= Exercise brief =
Find each line in the entries below that contains the word "white", and copy those lines out.

= Input =
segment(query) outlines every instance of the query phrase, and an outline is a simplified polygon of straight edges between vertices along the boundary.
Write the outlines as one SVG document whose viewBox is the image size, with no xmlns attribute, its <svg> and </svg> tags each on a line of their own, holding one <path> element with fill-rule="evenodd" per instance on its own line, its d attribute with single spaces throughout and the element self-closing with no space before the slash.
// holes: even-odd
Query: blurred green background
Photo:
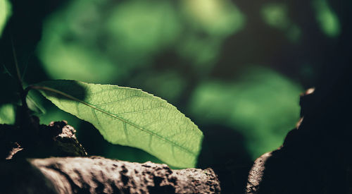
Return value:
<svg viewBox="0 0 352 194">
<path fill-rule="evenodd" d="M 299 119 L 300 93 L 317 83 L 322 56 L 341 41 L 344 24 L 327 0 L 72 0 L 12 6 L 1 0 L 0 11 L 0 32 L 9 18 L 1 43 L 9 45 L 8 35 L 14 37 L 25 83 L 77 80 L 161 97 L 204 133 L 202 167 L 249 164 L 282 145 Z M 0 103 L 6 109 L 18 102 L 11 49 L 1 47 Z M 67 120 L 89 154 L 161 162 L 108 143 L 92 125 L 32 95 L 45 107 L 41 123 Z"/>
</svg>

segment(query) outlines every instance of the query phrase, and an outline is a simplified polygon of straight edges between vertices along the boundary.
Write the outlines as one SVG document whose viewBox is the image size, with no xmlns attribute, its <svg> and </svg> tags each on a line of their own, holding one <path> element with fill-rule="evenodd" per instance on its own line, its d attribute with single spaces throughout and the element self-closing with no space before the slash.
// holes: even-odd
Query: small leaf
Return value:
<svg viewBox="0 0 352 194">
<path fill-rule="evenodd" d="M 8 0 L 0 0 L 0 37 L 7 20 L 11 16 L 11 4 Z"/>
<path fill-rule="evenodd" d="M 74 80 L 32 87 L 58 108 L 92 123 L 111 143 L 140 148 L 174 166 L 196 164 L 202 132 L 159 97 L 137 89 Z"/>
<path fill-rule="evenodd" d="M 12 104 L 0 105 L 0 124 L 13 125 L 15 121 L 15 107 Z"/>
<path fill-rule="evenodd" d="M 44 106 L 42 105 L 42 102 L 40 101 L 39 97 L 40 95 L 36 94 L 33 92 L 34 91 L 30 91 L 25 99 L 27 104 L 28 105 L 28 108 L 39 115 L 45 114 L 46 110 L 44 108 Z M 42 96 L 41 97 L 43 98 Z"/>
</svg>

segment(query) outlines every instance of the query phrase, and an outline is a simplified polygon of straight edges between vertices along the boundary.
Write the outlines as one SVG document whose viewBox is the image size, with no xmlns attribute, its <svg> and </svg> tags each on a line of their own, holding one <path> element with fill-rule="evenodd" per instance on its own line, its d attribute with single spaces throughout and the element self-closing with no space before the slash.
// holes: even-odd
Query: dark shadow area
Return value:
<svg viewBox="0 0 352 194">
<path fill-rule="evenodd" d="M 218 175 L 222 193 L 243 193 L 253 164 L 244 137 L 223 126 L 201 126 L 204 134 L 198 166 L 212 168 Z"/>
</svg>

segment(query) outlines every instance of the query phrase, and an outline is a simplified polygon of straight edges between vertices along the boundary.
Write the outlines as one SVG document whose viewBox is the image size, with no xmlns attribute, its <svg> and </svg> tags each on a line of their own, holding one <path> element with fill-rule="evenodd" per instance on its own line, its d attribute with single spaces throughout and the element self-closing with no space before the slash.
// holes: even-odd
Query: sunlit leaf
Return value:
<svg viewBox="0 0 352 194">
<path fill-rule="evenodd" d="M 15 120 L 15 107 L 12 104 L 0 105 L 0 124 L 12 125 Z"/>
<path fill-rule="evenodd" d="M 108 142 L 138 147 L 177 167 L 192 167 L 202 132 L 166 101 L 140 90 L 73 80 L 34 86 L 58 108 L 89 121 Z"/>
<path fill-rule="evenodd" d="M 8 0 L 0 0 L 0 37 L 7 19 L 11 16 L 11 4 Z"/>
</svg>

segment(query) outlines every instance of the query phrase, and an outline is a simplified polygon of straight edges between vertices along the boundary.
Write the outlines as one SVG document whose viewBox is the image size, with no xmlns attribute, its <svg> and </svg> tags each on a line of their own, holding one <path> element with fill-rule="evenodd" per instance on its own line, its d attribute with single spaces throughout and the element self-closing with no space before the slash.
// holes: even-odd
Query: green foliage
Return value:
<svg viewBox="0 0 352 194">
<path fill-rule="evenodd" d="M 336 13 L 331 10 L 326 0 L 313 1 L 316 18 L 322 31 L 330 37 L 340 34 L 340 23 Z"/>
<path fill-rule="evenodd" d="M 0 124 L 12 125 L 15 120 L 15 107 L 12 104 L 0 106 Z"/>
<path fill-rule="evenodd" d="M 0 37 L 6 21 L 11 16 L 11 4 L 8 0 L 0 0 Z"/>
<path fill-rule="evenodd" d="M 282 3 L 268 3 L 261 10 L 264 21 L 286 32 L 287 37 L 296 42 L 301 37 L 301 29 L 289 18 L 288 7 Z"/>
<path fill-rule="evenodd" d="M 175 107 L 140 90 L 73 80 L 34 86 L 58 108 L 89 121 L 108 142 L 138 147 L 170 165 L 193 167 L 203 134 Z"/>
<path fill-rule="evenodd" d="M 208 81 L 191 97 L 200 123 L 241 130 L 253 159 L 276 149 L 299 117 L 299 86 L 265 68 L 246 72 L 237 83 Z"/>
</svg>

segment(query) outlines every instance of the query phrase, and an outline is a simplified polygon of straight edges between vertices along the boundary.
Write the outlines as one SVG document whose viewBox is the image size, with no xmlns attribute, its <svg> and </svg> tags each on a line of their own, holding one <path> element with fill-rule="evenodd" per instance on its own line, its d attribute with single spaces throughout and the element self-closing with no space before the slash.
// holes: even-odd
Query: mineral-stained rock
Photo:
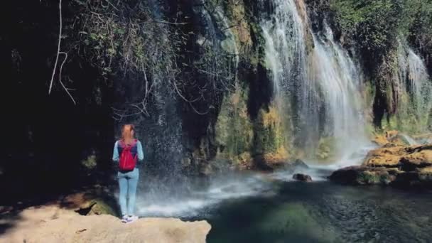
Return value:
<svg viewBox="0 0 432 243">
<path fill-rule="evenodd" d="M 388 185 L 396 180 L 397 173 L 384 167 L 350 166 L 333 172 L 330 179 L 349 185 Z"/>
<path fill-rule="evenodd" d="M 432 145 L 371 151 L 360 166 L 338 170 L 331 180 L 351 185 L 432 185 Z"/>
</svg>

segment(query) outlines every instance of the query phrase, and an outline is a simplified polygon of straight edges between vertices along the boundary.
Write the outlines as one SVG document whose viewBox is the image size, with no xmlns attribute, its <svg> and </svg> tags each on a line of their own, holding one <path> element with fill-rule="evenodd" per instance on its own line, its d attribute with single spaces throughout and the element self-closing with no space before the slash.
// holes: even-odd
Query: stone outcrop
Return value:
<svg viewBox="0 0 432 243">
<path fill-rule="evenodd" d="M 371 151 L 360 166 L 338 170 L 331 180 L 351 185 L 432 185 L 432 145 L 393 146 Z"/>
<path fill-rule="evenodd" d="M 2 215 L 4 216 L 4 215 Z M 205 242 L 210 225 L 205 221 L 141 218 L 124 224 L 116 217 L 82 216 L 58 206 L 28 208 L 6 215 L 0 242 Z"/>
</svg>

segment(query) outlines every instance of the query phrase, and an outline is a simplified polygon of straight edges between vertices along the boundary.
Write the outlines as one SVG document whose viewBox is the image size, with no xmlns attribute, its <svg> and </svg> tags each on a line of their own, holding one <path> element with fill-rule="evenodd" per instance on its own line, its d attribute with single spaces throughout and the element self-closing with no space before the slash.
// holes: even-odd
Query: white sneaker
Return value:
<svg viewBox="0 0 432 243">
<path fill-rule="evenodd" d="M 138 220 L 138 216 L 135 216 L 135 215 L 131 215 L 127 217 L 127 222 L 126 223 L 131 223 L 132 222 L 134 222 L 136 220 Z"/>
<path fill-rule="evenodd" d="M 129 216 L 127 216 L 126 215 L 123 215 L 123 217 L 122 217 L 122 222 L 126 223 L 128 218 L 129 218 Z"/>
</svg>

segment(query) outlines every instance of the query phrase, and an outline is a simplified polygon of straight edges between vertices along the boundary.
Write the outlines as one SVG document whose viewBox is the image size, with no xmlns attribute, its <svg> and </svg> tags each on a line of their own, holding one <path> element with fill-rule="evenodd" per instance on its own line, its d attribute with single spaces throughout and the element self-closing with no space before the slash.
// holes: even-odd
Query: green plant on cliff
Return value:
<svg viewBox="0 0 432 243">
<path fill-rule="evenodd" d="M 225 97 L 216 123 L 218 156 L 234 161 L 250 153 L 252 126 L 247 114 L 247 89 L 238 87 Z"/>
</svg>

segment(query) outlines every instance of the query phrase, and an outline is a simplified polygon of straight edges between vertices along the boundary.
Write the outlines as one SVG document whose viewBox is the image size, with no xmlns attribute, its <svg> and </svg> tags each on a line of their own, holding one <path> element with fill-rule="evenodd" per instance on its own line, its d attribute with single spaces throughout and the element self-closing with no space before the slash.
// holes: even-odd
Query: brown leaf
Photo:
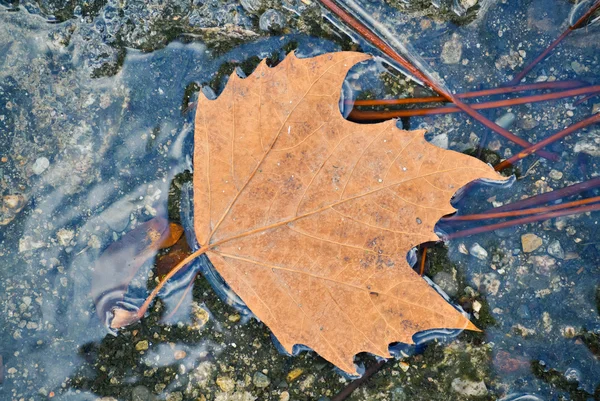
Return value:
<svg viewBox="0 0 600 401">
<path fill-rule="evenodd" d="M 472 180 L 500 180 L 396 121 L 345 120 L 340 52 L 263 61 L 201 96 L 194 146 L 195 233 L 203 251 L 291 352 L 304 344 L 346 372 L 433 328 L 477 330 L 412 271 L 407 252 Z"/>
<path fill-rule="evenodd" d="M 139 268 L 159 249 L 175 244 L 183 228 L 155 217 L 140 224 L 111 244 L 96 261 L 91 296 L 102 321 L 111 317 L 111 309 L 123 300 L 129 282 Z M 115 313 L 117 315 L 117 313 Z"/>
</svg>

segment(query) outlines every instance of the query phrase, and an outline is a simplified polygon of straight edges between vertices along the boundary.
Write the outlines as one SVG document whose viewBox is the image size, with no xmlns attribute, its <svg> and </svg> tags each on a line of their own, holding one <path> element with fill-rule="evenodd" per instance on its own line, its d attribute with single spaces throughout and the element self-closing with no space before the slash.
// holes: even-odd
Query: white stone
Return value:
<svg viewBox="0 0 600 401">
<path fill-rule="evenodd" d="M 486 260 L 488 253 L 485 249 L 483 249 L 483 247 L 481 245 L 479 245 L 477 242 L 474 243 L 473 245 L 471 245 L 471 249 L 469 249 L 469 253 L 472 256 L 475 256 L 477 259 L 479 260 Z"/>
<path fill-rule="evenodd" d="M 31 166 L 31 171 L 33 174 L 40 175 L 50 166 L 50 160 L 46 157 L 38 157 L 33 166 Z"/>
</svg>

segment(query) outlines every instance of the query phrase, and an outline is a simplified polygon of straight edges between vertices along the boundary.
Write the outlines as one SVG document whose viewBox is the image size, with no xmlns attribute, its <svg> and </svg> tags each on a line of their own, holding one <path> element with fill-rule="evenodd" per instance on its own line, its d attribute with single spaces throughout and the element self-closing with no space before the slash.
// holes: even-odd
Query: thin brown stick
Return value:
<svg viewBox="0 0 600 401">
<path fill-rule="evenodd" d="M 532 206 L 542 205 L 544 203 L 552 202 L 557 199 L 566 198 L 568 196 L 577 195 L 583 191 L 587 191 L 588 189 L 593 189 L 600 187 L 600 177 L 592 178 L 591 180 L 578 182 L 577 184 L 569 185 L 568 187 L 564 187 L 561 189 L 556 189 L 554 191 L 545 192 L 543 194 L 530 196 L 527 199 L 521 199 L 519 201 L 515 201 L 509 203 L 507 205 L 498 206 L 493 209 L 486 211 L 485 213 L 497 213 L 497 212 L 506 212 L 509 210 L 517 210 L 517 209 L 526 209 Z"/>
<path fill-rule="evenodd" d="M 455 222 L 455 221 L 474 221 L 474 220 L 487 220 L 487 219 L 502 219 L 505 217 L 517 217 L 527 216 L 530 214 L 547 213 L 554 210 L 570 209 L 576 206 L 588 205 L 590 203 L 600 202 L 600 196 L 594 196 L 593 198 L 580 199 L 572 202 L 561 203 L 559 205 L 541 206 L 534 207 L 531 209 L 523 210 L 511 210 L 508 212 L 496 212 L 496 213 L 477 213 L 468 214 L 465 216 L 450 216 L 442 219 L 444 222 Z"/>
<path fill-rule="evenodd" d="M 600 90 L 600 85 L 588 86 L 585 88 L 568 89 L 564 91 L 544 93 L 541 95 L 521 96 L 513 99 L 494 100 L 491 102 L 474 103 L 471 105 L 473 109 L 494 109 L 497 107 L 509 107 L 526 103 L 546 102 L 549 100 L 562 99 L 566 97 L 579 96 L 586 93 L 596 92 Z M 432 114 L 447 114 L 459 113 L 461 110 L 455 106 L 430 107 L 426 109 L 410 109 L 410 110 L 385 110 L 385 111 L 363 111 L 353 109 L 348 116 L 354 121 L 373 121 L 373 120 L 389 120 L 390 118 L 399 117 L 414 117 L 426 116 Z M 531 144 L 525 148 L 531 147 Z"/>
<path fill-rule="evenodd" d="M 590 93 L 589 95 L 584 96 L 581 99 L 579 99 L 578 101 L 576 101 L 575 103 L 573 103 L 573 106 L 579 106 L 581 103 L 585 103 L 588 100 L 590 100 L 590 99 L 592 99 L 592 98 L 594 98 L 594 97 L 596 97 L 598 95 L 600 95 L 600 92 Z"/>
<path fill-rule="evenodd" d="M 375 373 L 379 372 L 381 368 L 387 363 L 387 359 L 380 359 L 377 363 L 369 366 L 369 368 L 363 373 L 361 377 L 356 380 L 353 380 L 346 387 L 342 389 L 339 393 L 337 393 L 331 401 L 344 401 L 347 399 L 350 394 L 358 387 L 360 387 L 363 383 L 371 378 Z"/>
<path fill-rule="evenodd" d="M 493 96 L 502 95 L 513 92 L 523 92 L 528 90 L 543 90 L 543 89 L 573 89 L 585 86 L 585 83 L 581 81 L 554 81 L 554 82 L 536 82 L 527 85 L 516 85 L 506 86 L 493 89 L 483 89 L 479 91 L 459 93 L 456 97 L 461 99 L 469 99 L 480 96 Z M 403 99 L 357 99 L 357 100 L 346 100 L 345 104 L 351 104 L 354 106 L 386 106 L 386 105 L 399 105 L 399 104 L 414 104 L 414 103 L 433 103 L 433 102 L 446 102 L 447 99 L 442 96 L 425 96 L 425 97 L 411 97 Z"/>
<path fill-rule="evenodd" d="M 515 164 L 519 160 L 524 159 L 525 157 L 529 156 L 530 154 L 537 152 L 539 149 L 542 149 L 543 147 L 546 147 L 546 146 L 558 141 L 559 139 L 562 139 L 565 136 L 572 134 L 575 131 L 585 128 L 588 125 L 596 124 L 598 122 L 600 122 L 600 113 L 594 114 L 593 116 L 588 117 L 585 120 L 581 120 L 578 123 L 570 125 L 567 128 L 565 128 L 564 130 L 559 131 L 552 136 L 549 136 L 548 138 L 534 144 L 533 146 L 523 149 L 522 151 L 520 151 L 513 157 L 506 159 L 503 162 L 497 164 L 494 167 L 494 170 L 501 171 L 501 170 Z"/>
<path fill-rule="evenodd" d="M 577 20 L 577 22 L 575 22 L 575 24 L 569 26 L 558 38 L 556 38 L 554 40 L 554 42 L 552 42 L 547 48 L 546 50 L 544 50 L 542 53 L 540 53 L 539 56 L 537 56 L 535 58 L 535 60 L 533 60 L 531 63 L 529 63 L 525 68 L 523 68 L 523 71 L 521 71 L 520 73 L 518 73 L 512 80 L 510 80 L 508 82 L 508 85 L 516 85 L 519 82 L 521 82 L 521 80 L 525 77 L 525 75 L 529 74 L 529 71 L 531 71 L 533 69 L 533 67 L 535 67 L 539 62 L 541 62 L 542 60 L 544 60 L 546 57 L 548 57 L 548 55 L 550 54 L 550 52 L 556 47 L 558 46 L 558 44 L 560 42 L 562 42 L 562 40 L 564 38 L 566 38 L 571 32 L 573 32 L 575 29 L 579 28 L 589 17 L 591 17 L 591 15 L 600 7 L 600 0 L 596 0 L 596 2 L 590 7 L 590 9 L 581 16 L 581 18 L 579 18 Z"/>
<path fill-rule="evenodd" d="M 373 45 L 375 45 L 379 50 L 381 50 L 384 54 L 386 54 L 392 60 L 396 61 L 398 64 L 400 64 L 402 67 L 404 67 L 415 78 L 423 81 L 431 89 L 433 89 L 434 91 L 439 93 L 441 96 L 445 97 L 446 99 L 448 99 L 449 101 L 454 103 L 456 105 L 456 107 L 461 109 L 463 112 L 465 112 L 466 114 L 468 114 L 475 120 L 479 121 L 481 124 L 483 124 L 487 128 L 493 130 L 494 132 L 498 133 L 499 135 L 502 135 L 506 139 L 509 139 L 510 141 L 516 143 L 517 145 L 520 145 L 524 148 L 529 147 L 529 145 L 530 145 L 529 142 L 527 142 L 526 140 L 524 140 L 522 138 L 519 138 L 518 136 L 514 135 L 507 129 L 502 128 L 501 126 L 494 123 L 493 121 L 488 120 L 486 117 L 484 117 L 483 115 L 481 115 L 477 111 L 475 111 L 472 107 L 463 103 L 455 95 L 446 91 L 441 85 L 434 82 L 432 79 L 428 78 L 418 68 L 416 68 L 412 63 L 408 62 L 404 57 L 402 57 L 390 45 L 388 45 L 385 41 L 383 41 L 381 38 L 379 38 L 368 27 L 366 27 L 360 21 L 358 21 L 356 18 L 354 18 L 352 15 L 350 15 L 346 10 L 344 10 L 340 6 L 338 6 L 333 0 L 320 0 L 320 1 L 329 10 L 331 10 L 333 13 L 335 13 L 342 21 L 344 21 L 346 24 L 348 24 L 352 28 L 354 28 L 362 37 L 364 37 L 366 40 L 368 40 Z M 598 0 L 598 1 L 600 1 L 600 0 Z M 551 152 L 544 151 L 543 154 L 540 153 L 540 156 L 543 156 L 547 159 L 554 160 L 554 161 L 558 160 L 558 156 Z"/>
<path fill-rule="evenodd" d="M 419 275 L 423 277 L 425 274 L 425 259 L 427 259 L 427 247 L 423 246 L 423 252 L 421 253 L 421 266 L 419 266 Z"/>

= Problem solution =
Query: white sneaker
Query: white stone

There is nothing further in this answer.